• Work instructions:
Render every line of the listing below as a numbered list, leaving out any blank lines.

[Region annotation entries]
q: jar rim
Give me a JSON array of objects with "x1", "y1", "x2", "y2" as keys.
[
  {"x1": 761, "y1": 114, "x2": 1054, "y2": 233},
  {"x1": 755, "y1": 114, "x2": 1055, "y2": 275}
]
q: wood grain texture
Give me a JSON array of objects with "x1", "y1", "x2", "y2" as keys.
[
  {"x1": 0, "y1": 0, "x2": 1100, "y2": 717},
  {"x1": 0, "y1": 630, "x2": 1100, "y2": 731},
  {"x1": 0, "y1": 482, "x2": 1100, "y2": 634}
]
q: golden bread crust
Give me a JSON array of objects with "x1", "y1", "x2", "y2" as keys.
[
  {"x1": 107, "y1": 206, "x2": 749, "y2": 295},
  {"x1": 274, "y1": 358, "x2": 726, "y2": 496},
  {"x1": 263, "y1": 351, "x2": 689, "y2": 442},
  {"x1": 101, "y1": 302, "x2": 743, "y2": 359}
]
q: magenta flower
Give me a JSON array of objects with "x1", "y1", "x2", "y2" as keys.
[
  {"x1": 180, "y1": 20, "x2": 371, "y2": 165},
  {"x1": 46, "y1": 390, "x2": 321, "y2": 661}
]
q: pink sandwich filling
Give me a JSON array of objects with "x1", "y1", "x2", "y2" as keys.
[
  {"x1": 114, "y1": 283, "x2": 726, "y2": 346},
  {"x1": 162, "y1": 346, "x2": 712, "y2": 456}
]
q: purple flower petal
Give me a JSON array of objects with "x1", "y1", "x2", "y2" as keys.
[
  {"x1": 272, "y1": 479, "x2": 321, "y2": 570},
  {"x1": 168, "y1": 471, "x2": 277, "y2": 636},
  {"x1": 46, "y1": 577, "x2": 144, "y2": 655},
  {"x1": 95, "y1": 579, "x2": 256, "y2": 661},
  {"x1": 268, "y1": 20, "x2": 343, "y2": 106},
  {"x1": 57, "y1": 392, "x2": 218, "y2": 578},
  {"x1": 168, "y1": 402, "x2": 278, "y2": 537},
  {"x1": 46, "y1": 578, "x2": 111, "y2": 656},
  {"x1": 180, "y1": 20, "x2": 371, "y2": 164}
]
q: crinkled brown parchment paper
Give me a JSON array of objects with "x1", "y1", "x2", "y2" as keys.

• Output of the task:
1. q: jar rim
2. Give me a JSON array of objects with "x1", "y1", "x2", "y2" as keys.
3. [
4.   {"x1": 761, "y1": 114, "x2": 1054, "y2": 233},
5.   {"x1": 755, "y1": 114, "x2": 1055, "y2": 275}
6. ]
7. q: wood grain texture
8. Give me a JSON array of objects with "x1", "y1", "x2", "y2" as keys.
9. [
10.   {"x1": 0, "y1": 0, "x2": 1100, "y2": 717},
11.   {"x1": 0, "y1": 630, "x2": 1100, "y2": 731},
12.   {"x1": 0, "y1": 482, "x2": 1100, "y2": 634}
13. ]
14. q: golden bread crust
15. Give me a JSON array of objects with "x1", "y1", "x2", "y2" as keys.
16. [
17.   {"x1": 107, "y1": 206, "x2": 749, "y2": 295},
18.   {"x1": 274, "y1": 358, "x2": 726, "y2": 496},
19.   {"x1": 263, "y1": 351, "x2": 689, "y2": 442},
20.   {"x1": 101, "y1": 302, "x2": 743, "y2": 359}
21. ]
22. q: magenta flower
23. Give me a JSON array of objects with "x1", "y1", "x2", "y2" as keys.
24. [
25.   {"x1": 180, "y1": 20, "x2": 371, "y2": 165},
26.   {"x1": 46, "y1": 390, "x2": 321, "y2": 661}
27. ]
28. q: pink sandwich filling
29. Give me a JSON array of objects with "x1", "y1", "x2", "y2" as keys.
30. [
31.   {"x1": 114, "y1": 283, "x2": 726, "y2": 346},
32.   {"x1": 162, "y1": 346, "x2": 712, "y2": 456}
33. ]
34. q: purple flower petal
35. Give me a JSON array of objects with "x1", "y1", "x2", "y2" as keys.
36. [
37.   {"x1": 272, "y1": 479, "x2": 321, "y2": 570},
38.   {"x1": 168, "y1": 471, "x2": 277, "y2": 636},
39.   {"x1": 46, "y1": 577, "x2": 144, "y2": 655},
40.   {"x1": 95, "y1": 579, "x2": 256, "y2": 661},
41.   {"x1": 268, "y1": 20, "x2": 343, "y2": 106},
42.   {"x1": 57, "y1": 392, "x2": 218, "y2": 578},
43.   {"x1": 168, "y1": 402, "x2": 278, "y2": 537},
44.   {"x1": 46, "y1": 578, "x2": 111, "y2": 656},
45.   {"x1": 180, "y1": 20, "x2": 371, "y2": 164}
46. ]
47. q: crinkled brown parchment paper
48. Give me a JSON array of objects with "x1", "y1", "x2", "y2" as keys.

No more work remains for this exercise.